_Instructions:_
• a. Repeat everything in the interview transcript from "It's like, back" down to "over the dam.".
• b. Carry on the interview transcript about blockchain and 3D mapping from the point where it stops.

_Text block:_
※ ※ ※

I think blockchain is interesting, but I keep, every time I deal with blockchain, I'm always like, "Well, you could already do that. Right. You don't really need blockchain to that." I think there's a lot you can do with or without blockchain. I think a lot of people are now going to, all these haters in the comments are like, "He's an idiot. He doesn't like blockchain," but I don't...

And it's great for replacing SWIFT or for doing cryptocurrency and a number of other things. But there's an awful lot you can do, you don't need blockchain to do that. I just put it that way. You can use blockchain to do it, but you don't need it to do it. There's lots of ways.

Marc Petit: I understand. Yeah.

Bill Vass: You understand. And the proper level of cryptography and authentication to do it. I know that Ethereum's working on a cross metaverse currency capability and I think that they should do that and that's great. And I'll partner with them and make sure it works in our environment. I know all the NFTs, everyone's very excited about NFTs. I'm not so excited about them, but I should have bought Bitcoin when I had a chance many years ago as well.

Don't do my investment based on that because I didn't buy Bitcoin. But I'm like, "Well, this is pretty cool." I remember sitting with my wife. "This is pretty cool. We should buy some of that." And she's like, "Really? You think so?" I'm like, "Well, I guess not." And I should have. Would have, should have, could have.

It's like, back in the day, I had a chance to buy AOL stock and that's getting back to how old I am. A lot of people are listening to this go, "What is AOL?" Anyway. And I didn't do that, but that's water over the dam.

Patrick Cozzi: All right. So Bill, we've covered a lot of topics today, a broad breath. Is there anything that we didn't cover that you'd like to talk about to wrap things up?

Bill Vass: Oh, I think we covered a lot of the challenges and what we need to do here. I think, in your area in Cesium, a lot more of this integration with the 3D mapping world. And I think the currency of the information is just another thing we didn't talk about in the 3D mapping world.

※ ※ ※

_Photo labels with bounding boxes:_
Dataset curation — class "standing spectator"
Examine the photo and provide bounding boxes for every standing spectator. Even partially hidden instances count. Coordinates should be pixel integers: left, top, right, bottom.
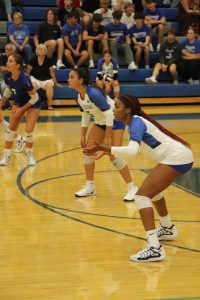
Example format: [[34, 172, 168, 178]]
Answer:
[[178, 27, 200, 84], [177, 0, 200, 35], [34, 8, 65, 68], [83, 13, 108, 68], [106, 11, 137, 70], [8, 12, 33, 64], [96, 50, 120, 98], [27, 44, 61, 109], [145, 28, 181, 84], [144, 0, 166, 52], [94, 0, 112, 26], [62, 11, 88, 67], [121, 2, 135, 29], [129, 12, 151, 69]]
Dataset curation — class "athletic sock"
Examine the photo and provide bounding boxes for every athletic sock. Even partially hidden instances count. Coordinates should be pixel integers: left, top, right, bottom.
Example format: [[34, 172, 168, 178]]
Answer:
[[160, 215, 173, 228]]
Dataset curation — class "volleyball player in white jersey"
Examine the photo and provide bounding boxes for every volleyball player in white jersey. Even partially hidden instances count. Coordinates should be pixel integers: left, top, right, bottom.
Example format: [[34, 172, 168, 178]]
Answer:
[[68, 68, 137, 201], [84, 96, 193, 262]]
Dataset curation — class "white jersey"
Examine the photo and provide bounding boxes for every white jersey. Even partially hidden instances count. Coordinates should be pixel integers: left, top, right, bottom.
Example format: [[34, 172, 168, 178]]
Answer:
[[129, 116, 193, 165], [77, 86, 114, 127]]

※ ※ ※

_The results:_
• a.
It's like, back in the day, I had a chance to buy AOL stock and that's getting back to how old I am. A lot of people are listening to this go, "What is AOL?" Anyway. And I didn't do that, but that's water over the dam.

• b.
And I think you get this idea, you see when Niantic and others where they are constantly be updating it with current information. And I think you can again, get this interesting idea where you could have all the phones in the world constantly updating. You could have all the cars in the world constantly updating, where you get the 3D mapping capability always up to date then.

Marc Petit: Or the Amazon trucks.

Bill Vass: Yeah. And the Amazon trucks as well, and the Amazon drones and you name it. But then, the other thing we didn't cover here is privacy, which I think is going to be very important in this space as well. And I know, my wife was head of the Electronic Frontier Foundation for many years. So it keeps me always thinking of Shari Steele, who was head of that for many years. And so I'm always thinking about the privacy side and the Big Brother aspects that we need to protect people against as well.

I think the proper layers of cryptography and anonymity is going to be important as well. And how we do that along with allowing the commerce and all these other things as well. I think that going to be important also, is the privacy aspects and the security aspects for it.

I think that's another thing. Security is going to continue to be a paramount and scary thing, especially as we link devices. And I also look at, I think we didn't talk about IoT. All of this, if you take a look at our digital twin product, which is you can go look at some of my videos of the digital twin product.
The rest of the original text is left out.